▸ **SOURCE MATERIAL**
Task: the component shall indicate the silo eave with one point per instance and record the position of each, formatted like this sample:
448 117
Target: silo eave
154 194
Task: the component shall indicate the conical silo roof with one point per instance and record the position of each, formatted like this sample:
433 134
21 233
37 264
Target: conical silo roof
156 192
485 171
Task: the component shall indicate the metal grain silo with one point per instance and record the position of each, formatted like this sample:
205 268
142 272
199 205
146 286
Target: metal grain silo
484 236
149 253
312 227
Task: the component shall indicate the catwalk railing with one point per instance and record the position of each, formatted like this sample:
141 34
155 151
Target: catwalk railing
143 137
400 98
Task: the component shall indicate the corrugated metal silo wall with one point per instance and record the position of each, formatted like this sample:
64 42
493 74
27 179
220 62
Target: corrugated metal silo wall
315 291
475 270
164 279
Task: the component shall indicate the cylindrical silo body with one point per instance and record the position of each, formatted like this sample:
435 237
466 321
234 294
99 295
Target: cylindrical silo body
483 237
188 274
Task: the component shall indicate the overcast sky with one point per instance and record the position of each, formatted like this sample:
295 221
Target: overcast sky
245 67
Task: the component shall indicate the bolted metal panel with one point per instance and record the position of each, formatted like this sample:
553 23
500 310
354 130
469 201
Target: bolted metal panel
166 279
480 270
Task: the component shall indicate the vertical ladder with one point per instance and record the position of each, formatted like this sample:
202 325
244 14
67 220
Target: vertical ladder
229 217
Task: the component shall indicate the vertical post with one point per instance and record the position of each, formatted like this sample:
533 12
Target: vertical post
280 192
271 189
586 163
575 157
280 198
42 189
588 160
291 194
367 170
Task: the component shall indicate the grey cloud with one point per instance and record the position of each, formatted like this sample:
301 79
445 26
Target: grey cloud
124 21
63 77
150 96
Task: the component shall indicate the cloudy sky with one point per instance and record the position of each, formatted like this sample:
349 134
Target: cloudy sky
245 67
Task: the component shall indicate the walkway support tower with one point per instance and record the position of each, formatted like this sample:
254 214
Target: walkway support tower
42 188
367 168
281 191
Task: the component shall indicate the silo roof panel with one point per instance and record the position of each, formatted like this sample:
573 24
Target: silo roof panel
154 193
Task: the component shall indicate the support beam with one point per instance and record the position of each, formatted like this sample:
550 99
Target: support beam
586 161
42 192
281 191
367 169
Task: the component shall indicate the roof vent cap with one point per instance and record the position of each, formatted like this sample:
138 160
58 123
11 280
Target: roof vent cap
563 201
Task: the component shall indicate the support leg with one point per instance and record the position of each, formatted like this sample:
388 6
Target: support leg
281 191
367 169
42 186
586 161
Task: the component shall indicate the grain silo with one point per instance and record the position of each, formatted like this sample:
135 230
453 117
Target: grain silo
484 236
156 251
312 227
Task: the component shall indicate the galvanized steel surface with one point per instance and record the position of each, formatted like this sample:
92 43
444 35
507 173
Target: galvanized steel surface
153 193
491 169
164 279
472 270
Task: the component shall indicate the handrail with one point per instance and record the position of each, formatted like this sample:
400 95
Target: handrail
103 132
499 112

▸ **WHAT THIS TASK INVOLVES**
Go through the records and print each one exactly.

▸ **EXERCISE RESULT**
Task: the component shall indicate the silo eave with one point per instance and record the position of each, formatted like this sample:
448 117
Target: silo eave
154 194
Task: the component shall indicate the conical silo roof with one point per instance and record the position of each, formatted like this sample:
433 134
21 233
37 264
Target: conical silo roof
156 192
485 171
Task: the component shall indicate the metal grain silo with one point per instance and record the position of each, formatted like this sample:
205 268
142 272
199 205
146 286
Target: metal grain silo
484 236
149 253
312 227
Task: the component shall indicate the catwalk railing with one point per instance and record the position of each, formatted like this sample:
141 34
155 151
Target: catwalk railing
143 137
400 98
Task: the component shall indicate the corrugated metal silo wall with one point per instance and record the position of each, formatted like this sample:
64 42
493 74
27 179
220 62
Target: corrugated metal silo wall
315 291
475 270
164 279
Task: the component shall indicate the cylindrical silo body with one point per instance and record the position of each, formatted like this sample:
435 237
466 321
234 294
99 295
Target: cylindrical silo body
483 237
188 274
Task: the component shall indicate the overcast sky with one point per instance and record the position of each, formatted like this sample:
295 221
Target: overcast sky
245 67
Task: the component shall indicate the bolted metal panel with one point per instance and record the position of each, formatted like this sample:
553 23
500 310
354 130
469 201
Target: bolted metal panel
166 279
480 270
Task: the component shall indicate the vertical ladder with one point per instance and record the position of each, formatted like this sample:
202 325
244 14
67 220
Target: vertical ladder
229 217
Task: the component shall indicate the vertical post with one point per instance and record the position of each, formatted like this sample:
533 12
Target: vertical post
280 192
271 189
586 163
575 157
280 198
42 189
588 160
291 194
367 170
Task: the component shall indicate the grey cloud with one point per instance and record the position of each, formatted like this sample:
301 79
445 26
Target: grey cloud
124 21
63 77
150 96
Task: the component shall indicate the cloudy sky with one point per instance and record the position of each, formatted like this sample:
349 134
Target: cloudy sky
245 67
Task: the component shall indicate the walkway support tower with one point per instance and record the position of each, formatted like this sample:
254 214
Target: walkway support tower
42 188
367 168
281 191
Task: the component shall indicate the silo roof panel with one point per instance and record the position of each, formatted like this sample:
573 24
Target: silo roof panel
154 193
Task: the component shall indicate the support beam with one point per instance and record the position of each, formatted like this sample:
550 99
Target: support beam
586 161
42 192
281 191
367 169
Task: the component shall indicate the roof vent cap with one point per instance and record the position of each, formatted like this sample:
138 160
58 123
11 280
Target: roof vent cap
563 201
Task: the component shall indicate the support leg with one point per instance and record the position of each, formatted like this sample:
388 6
Target: support leg
281 191
367 169
42 186
586 161
Task: the component shall indicate the grain silo with one point per instance and record the position of each, formatted like this sample:
135 230
453 117
Target: grain silo
484 236
156 251
312 227
Task: the component shall indicate the galvanized steel surface with one point per instance and record the position of each, formatted like this sample:
92 43
444 35
507 173
Target: galvanized steel surface
153 193
491 169
164 279
472 270
Task: the component shall indicate the handrail with one point per instance and record the position of each, formatted like this sample:
400 95
Target: handrail
103 132
499 112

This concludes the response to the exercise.